### Passage for review

In the wider perspective of the current trends in modern application operations, IT environments are changing with the go-to-cloud strategies and application modernisation initiatives. There are…
- fewer servers,
- more containerized workloads,
- more PaaS resources in use,
- more cloud-native and serverless resources,
- and potentially an adoption of IoT devices at scale.
When it comes to operation support, it is obvious that the traditional monitoring and event management approaches will not be sufficient.
Traditionally, monitoring could detect that, for example, a server goes down, some service or process has died, or some watched metric is out of the tolerance level. There is then a need to fix this issue by performing either a server or service restart.
Now, when utilising more cloud-native resources in the mix, there is a need to see more than “there is something down”. In cloud environments, things rarely go completely down, but even if everything is working fine and all is green, there could be an outage caused by something else.
For this something else, there is a need for a more sophisticated approach. For that, you need an advanced platform for monitoring, and that is where AIOps can be leveraged.
AIOps Platform: Key Characteristics
Let’s begin with data inputs from connected monitoring of all flavours, like infrastructural monitoring, metrics data, traces – meaning information about transactions and their latencies, along with log data.
From there, the next step is data analysis, where the tool can provide an outlook into trends with the ability to detect an anomaly. Also, we need to be able to identify the correlations between related and redundant data inputs. For this analysis, AI can be widely utilised.
Next, you need to be able to put the detected issue into the topological context based on the CI relationships and dependencies saved in the configuration database, in order to tell which services are affected.
An AIOps platform should be able to interact with the ITSM tickets, primarily with Incidents, Problems and Change Requests, where it gives context into what is the potential impact and the probable root cause. Moreover, the platform matches the issue with relevant and known solutions from the knowledge base.
The last – and probably the most important – step is the ability to react with the automatic and manual interventions with predefined remediation playbooks.
If the tool has all of these capabilities, then you can be sure, that it is an AIOps platform.
AIOps tools in the ServiceNow portfolio
Metric Intelligence is a product that works with historical data and uses statistical modelling. It organises data into a time series and from that, it learns the behaviour of the infrastructure.
That is when Metric Intelligence is capable of making projections for the future. During the continuous data collection and evaluation, upper and lower bounds values are set, and trends or seasonalities are discovered automatically.
Boundaries are used to find statistical outliers – anomaly detection. These anomalies are then scored/classified. High anomaly scores for some CI metrics can indicate that a CI is at risk of causing a service outage, so alerts are automatically triggered.
Traditional Monitoring vs Anomaly detection and predictions
In Traditional monitoring, you need to create thresholds and rules manually. Over time, they are manually re-adjusted by learning from the past events that occurred in the system. As the complexity of the infrastructure increases, manual updates of these thresholds are get more and more complex and create room for mistakes, which means extra costs.

######

Task 1: Repeat the AIOps article word for word, from "AIOps tools in" to "of the infrastructure.".
Task 2: Based on the AIOps article, explain in one to three sentences why high anomaly scores lead Metric Intelligence to trigger alerts automatically.
The records have no connection to the AIOps article.

### Information given

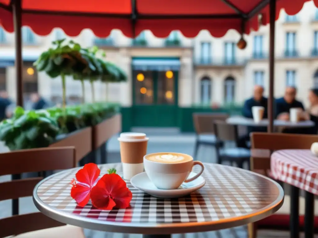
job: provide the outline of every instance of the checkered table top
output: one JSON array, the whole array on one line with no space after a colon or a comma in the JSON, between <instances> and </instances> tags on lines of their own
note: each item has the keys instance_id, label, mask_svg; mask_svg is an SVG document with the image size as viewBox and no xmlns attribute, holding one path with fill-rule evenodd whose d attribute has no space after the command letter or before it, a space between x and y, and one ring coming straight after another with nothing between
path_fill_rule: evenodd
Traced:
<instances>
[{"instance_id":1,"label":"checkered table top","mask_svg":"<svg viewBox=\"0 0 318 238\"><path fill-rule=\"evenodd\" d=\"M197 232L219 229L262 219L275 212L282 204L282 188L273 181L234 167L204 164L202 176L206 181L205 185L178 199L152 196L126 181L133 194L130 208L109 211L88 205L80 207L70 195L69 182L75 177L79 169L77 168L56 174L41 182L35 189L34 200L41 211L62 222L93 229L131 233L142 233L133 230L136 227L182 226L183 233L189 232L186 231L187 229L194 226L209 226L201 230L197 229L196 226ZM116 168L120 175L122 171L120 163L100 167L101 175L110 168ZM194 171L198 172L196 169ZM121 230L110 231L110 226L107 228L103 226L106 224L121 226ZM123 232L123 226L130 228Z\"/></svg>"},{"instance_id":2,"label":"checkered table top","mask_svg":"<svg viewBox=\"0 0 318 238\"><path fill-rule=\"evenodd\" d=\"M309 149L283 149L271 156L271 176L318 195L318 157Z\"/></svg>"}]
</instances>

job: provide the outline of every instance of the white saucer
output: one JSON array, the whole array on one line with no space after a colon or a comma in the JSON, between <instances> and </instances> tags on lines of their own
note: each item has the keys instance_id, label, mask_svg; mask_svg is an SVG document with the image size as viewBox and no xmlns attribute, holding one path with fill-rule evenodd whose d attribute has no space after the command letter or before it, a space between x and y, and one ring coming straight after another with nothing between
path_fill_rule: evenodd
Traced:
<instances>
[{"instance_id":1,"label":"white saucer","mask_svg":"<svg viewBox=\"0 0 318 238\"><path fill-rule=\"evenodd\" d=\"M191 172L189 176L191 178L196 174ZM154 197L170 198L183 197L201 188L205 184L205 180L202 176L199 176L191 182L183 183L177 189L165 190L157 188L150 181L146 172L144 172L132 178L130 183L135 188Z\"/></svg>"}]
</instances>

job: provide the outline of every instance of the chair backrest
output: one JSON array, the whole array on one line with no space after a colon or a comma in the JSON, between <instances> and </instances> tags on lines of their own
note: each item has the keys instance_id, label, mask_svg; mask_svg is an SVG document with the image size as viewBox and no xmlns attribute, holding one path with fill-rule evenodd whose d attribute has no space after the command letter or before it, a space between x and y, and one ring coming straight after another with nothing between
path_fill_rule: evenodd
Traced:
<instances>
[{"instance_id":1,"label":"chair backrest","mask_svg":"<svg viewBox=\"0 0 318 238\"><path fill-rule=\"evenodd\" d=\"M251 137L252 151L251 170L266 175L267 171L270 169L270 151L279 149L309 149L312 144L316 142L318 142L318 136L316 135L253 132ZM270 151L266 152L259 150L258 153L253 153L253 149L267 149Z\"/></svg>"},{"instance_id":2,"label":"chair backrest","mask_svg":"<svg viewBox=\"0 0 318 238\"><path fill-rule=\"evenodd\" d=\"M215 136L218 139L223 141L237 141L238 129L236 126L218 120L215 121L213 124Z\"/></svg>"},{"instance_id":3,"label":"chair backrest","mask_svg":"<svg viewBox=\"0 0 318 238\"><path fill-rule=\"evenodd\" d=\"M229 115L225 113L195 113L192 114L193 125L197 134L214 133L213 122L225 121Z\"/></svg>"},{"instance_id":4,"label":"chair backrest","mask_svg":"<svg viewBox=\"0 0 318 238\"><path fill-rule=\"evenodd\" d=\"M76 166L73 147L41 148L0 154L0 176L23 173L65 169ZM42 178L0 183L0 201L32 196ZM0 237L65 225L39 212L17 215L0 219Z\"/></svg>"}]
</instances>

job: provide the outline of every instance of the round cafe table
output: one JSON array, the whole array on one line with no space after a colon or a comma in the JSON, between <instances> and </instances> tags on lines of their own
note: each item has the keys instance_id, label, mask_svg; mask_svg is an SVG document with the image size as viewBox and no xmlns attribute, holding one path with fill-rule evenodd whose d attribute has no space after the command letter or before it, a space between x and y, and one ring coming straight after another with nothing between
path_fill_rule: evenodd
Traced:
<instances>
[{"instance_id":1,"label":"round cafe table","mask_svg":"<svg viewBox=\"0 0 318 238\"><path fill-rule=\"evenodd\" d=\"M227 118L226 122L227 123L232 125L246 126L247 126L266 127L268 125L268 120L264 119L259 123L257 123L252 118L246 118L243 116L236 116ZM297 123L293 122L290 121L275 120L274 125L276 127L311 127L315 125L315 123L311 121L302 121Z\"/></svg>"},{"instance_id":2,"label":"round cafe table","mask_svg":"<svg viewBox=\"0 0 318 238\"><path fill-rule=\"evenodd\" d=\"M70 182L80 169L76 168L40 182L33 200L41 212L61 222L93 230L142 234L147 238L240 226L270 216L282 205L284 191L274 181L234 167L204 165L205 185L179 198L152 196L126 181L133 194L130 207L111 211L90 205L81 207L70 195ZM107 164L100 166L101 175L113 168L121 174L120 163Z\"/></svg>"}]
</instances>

######

Reply 1:
AIOps tools in the ServiceNow portfolio
Metric Intelligence is a product that works with historical data and uses statistical modelling. It organises data into a time series and from that, it learns the behaviour of the infrastructure.

Reply 2: High anomaly scores for some CI metrics can indicate that a CI is at risk of causing a service outage. For that reason, alerts are triggered automatically.